> [PROBLEM TO SOLVE]: For this exercise, return exactly the lines of the material below that begin at the one with "Flashcard task. Put a dot on each instance of the white" and stop after the one with "Flashcard task. Put a dot on each instance of the ravioli".

> [DATA UNDER STUDY]:
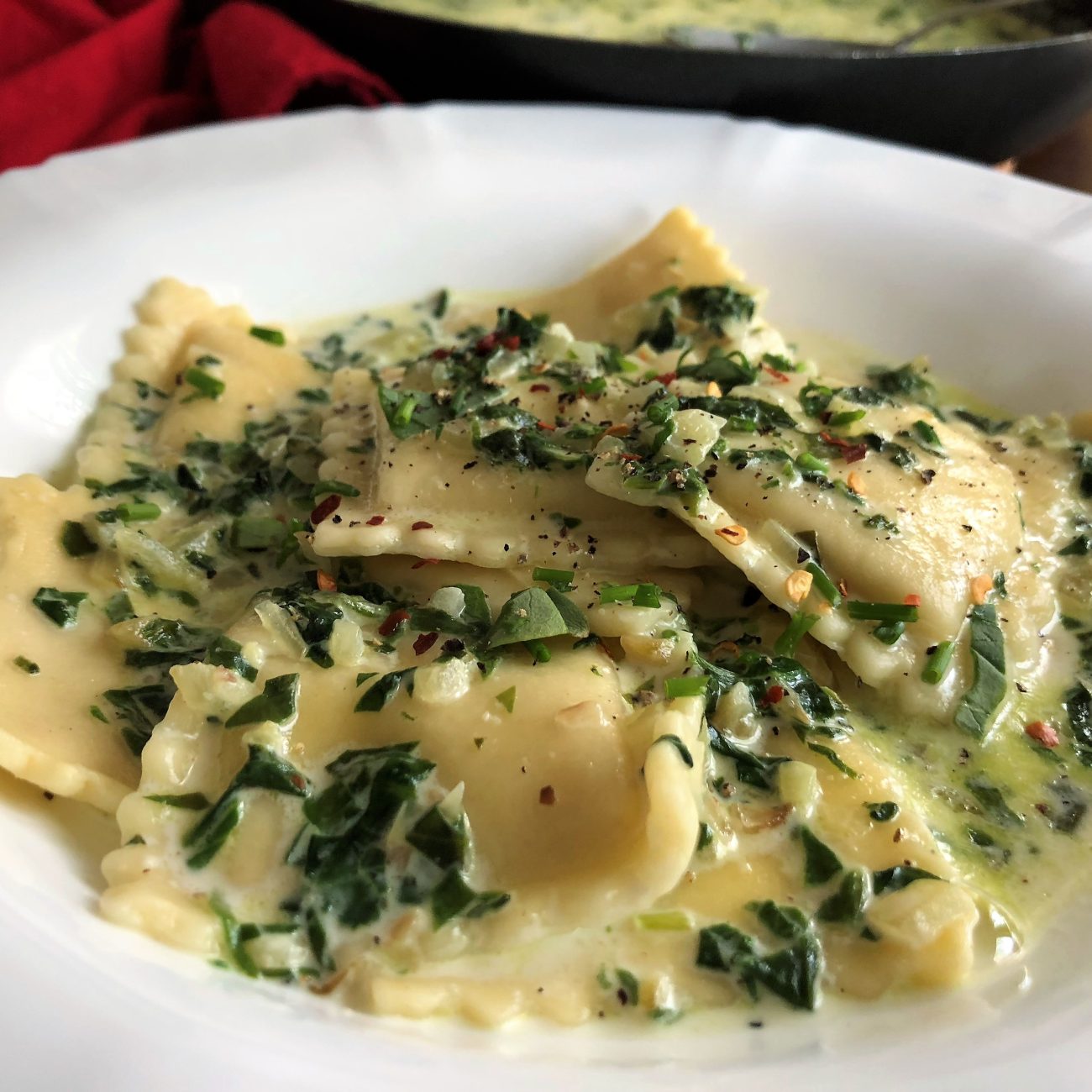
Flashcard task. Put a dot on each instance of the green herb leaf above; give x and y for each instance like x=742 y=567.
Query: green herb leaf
x=834 y=759
x=59 y=607
x=993 y=801
x=454 y=898
x=880 y=612
x=138 y=512
x=823 y=585
x=76 y=539
x=204 y=385
x=883 y=811
x=439 y=839
x=848 y=903
x=276 y=703
x=820 y=862
x=268 y=334
x=536 y=614
x=190 y=801
x=981 y=702
x=233 y=932
x=798 y=626
x=224 y=652
x=786 y=923
x=383 y=689
x=1078 y=706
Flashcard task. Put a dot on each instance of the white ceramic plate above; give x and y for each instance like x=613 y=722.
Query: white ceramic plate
x=317 y=214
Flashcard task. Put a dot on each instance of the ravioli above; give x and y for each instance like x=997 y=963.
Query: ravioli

> [ANSWER FOR THE TASK]:
Flashcard task. Put a dot on each instance of the white ceramic plate above; give x and y for each instance like x=613 y=722.
Query: white ceramic plate
x=317 y=214
Flashcard task. Put a dot on each instance of the ravioli above; give x and y for each instance like x=997 y=963.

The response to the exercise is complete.